* Directions *
In full and without alteration, reproduce every record.

The input section start

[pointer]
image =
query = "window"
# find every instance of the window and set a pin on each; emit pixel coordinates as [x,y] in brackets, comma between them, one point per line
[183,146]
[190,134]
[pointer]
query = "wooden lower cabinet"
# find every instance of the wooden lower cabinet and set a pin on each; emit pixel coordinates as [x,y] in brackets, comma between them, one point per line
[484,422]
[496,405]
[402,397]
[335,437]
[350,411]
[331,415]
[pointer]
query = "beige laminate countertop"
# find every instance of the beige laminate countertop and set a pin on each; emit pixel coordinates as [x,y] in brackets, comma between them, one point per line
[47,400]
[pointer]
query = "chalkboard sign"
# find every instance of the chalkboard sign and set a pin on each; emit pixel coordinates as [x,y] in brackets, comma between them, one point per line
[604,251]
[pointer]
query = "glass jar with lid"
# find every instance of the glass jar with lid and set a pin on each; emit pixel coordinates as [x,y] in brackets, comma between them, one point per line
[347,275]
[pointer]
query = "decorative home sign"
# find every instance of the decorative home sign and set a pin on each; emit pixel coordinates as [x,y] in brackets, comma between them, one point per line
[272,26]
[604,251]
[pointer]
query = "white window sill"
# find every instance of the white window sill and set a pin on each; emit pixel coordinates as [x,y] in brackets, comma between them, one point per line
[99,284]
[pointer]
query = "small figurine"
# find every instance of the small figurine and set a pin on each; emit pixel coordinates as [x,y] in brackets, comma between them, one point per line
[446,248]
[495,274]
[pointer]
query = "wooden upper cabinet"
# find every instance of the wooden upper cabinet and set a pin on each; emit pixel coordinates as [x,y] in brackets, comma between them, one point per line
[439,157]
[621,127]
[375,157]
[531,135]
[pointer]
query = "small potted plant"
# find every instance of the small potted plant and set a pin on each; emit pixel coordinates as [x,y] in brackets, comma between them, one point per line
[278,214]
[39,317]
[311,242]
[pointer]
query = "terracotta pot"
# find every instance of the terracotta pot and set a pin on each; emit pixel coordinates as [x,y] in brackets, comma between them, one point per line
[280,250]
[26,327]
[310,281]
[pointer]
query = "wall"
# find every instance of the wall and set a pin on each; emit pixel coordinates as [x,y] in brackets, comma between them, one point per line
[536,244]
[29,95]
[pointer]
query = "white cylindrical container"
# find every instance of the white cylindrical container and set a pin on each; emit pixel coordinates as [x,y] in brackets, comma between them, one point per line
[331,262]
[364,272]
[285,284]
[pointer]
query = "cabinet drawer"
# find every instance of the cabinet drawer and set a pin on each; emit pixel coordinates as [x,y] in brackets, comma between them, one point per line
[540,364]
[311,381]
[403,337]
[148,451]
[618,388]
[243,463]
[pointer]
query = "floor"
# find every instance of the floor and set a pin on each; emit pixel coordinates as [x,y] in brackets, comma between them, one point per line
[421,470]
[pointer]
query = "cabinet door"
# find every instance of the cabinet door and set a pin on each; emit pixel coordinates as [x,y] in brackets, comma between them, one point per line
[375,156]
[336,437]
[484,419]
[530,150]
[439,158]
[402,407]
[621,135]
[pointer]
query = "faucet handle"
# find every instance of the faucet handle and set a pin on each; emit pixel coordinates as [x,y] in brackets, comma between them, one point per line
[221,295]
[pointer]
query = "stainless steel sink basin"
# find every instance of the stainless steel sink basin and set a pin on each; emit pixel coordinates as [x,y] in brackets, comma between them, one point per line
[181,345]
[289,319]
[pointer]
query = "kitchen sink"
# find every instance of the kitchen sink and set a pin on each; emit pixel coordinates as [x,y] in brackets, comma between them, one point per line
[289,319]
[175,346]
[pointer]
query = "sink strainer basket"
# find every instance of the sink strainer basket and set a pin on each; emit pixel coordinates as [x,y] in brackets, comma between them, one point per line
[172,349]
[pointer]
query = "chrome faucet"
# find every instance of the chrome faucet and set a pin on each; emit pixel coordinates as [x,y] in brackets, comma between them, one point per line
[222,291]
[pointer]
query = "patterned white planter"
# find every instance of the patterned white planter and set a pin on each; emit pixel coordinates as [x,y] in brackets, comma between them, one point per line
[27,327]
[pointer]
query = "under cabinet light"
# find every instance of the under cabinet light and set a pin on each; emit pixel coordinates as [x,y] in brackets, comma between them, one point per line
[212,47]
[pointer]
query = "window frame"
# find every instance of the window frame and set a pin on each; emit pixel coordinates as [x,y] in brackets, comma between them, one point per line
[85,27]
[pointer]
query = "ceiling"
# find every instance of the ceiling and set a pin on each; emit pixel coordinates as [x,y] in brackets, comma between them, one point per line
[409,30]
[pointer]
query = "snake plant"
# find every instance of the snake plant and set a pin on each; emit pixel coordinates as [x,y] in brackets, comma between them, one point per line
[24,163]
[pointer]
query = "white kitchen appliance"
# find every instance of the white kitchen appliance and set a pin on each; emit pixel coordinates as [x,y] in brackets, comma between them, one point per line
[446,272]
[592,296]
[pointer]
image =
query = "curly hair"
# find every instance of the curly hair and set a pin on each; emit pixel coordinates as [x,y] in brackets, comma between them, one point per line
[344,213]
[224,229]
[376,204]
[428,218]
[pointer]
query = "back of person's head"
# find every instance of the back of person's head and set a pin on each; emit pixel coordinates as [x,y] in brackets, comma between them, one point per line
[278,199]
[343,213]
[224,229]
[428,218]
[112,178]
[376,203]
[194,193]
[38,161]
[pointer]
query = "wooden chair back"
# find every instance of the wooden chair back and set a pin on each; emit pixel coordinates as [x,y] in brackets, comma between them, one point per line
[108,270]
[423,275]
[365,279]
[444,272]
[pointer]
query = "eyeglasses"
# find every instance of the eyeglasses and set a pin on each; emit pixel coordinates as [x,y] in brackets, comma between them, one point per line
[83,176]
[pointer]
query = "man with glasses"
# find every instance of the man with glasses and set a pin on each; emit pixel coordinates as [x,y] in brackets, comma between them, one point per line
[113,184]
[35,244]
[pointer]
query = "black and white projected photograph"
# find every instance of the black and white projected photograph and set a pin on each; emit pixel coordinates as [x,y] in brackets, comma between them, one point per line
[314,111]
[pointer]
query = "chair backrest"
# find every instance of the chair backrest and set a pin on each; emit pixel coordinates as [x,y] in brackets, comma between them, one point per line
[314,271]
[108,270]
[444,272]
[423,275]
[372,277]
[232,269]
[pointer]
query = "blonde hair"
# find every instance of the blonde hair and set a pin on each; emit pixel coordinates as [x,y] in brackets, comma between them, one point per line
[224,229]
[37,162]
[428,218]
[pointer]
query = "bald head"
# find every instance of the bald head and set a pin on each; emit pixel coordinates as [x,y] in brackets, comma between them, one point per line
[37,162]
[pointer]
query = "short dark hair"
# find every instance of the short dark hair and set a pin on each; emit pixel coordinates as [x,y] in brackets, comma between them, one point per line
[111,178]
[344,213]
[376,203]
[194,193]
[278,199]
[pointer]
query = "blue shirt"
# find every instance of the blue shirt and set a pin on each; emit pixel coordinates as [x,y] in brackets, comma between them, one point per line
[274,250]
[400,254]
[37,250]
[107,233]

The input section end

* Final answer *
[pointer]
image =
query = "window"
# find every instance of the window and set a pin on each; emit pixel coordinates as [x,y] in brackets, comma between them, one point per line
[183,146]
[190,134]
[pointer]
query = "wooden lower cabinet"
# find every instance of the wooden lower cabinet and set a pin on each; emit pixel coordinates as [x,y] in brackets, comma between them, one point per line
[484,422]
[496,405]
[402,397]
[335,437]
[350,411]
[331,415]
[pointer]
query = "beige laminate countertop"
# find every instance of the beige laminate countertop and set a pin on each; emit pixel coordinates as [x,y] in brackets, comma between them, one point per line
[47,400]
[pointer]
query = "chalkboard sign"
# find every instance of the chalkboard sign and set a pin on each; emit pixel coordinates as [x,y] in brackets, comma between them, one point per line
[604,251]
[pointer]
query = "glass jar with lid"
# find every instance of the glass jar with lid and set a pin on each; emit pixel coordinates as [x,y] in brackets, comma between them, one point per line
[347,275]
[pointer]
query = "decorative home sign"
# find every instance of the decorative home sign and set a pin on each; emit pixel coordinates as [x,y] in brackets, comma between them, one point per line
[272,26]
[604,251]
[pointer]
query = "white window sill"
# find every instance of the white window sill and set a pin on each; emit pixel coordinates as [x,y] in brackets, comma between them, one point per line
[99,284]
[pointer]
query = "small figurine"
# find every instance of the small figurine and set a pin on each; emit pixel coordinates as [x,y] in brackets, comma between them, one point per line
[446,248]
[495,274]
[pointer]
query = "wooden upper cabinet"
# find every instance of the wooden upper cabinet and set a pin on each; emit pixel coordinates as [x,y] in brackets, comma between them, one point per line
[439,157]
[621,127]
[375,157]
[531,135]
[pointer]
query = "small potted plant"
# find every instance of the small potted plant and set a pin on each; emit pixel coordinates as [x,y] in brackets, comma between them, one point per line
[278,214]
[39,317]
[311,242]
[pointer]
query = "terracotta pot"
# find every instance of the terracotta pot and set a pin on each; emit pixel coordinates as [x,y] in brackets, comma between them, one point per line
[280,250]
[26,327]
[310,281]
[pointer]
query = "wall"
# find every instance of the wall and set a pin on each; emit pixel coordinates as [x,y] in brackets, comma between them, one point per line
[536,244]
[29,95]
[pointer]
query = "white cylindrical container"
# find every instance of the white cylindrical container and set a pin on each; emit pixel coordinates as [x,y] in brackets, comma between them, one point per line
[331,262]
[364,272]
[285,284]
[pointer]
query = "cabinet drawer"
# find every instance of the cabinet drawer and set a pin on each; emit pixel coordinates as [x,y] in brackets, comma between them, one point per line
[540,364]
[311,381]
[403,337]
[148,451]
[618,388]
[243,463]
[pointer]
query = "floor"
# find every instance of the floor and set a pin on each; emit pixel coordinates as [x,y] in brackets, comma between them, one point per line
[421,470]
[pointer]
query = "cabinet door"
# find every instance of the cabinet door and set a pin on each; emit pixel coordinates as [x,y] in brackets, comma between them, one point per line
[375,156]
[336,437]
[484,419]
[530,150]
[439,158]
[402,407]
[621,135]
[pointer]
query = "faucet handle"
# find every instance of the faucet handle and set a pin on each; emit pixel coordinates as [x,y] in brackets, comma between them, one point per line
[221,295]
[pointer]
query = "stainless steel sink basin"
# find every instance of the stainless steel sink basin and set a pin on each; emit pixel coordinates as [x,y] in brackets, comma between them, one point per line
[181,345]
[289,319]
[pointer]
query = "kitchen sink"
# find every instance of the kitchen sink and set a pin on each; emit pixel coordinates as [x,y] in brackets, comma between them, one point per line
[289,319]
[175,346]
[pointer]
query = "sink strainer basket"
# find every instance of the sink strainer basket and set a pin on each; emit pixel coordinates as [x,y] in brackets, comma between them, one point per line
[172,349]
[pointer]
query = "chrome faucet"
# find every instance of the chrome faucet and set a pin on each; emit pixel coordinates as [x,y] in brackets, comma between them, one point per line
[222,291]
[pointer]
query = "patterned white planter"
# find every instance of the patterned white planter and set a pin on each; emit pixel coordinates as [x,y] in brackets, comma between them, one point per line
[27,327]
[pointer]
query = "under cabinet light"
# find every instance of the under cabinet light and set a pin on each; emit pixel coordinates as [x,y] in brackets, comma between them, one point per line
[212,47]
[pointer]
query = "window frame"
# find every instance of the window frame and set a pin on each; emit pixel coordinates as [x,y] in brackets, comma between them, one point per line
[85,27]
[pointer]
query = "ceiling"
# find every instance of the ceiling and set a pin on each; emit pixel coordinates as [x,y] in brackets, comma between them, one point per line
[409,30]
[pointer]
query = "snake plant"
# find every instance of the snake plant and set a pin on each; emit pixel coordinates as [x,y] in brackets, comma between them, one point per line
[24,163]
[pointer]
query = "white kitchen appliance"
# find every instance of the white kitchen appliance and set a pin on each; emit pixel coordinates as [x,y] in brackets, comma between them, one point per line
[446,272]
[592,296]
[pointer]
image =
query = "curly hair"
# find every instance of the curly hair and set a pin on each; emit pixel coordinates as [x,y] in brackets, comma between them, one point per line
[344,213]
[224,229]
[376,204]
[428,218]
[pointer]
query = "back of person's head"
# find every instance of the back of person's head and set a pin on each; emit pixel coordinates as [x,y] in brackets, comma between them, one point per line
[278,199]
[343,213]
[224,229]
[428,218]
[112,178]
[376,203]
[194,193]
[38,161]
[pointer]
query = "wooden chair back"
# find every instance of the wooden chair back and set a pin on each; emit pixel coordinates as [x,y] in brackets, comma between them, one point per line
[108,270]
[423,275]
[365,279]
[444,272]
[pointer]
query = "eyeglasses"
# find every instance of the eyeglasses and set a pin on each; emit pixel coordinates as [x,y] in brackets, comma between them, one point per line
[83,176]
[pointer]
query = "man with glasses"
# find every instance of the man with glasses and set a pin on each; emit pixel coordinates as [x,y] in brackets, comma between them, one point per line
[113,184]
[35,244]
[pointer]
query = "black and white projected photograph"
# find every instance of the black and white projected photograph and set a pin on each; emit pixel coordinates as [x,y] in brackets, comma between them, one point per line
[314,111]
[pointer]
query = "chair backrest"
# find every instance of the chair backrest and set a pin on each; emit pixel coordinates as [x,y] in brackets, comma between them, one point per line
[314,271]
[108,270]
[444,272]
[423,275]
[372,277]
[232,269]
[pointer]
query = "blonde hair"
# find every instance of the blonde hair and set a pin on each; emit pixel coordinates as [x,y] in brackets, comma between them, one point per line
[224,229]
[37,162]
[428,218]
[pointer]
query = "bald head"
# find every instance of the bald head and set a pin on each; emit pixel coordinates as [x,y] in brackets, comma between them, one point per line
[37,162]
[pointer]
query = "short dark hair"
# find every instance of the short dark hair and set a pin on each; emit pixel coordinates as [x,y] in brackets, comma between them, one point per line
[111,178]
[344,213]
[376,203]
[194,193]
[278,199]
[pointer]
query = "blue shirt"
# find every instance of the blue shirt and set a pin on each; emit pixel coordinates as [x,y] in brackets, comma between them, one point per line
[274,250]
[400,254]
[37,250]
[107,233]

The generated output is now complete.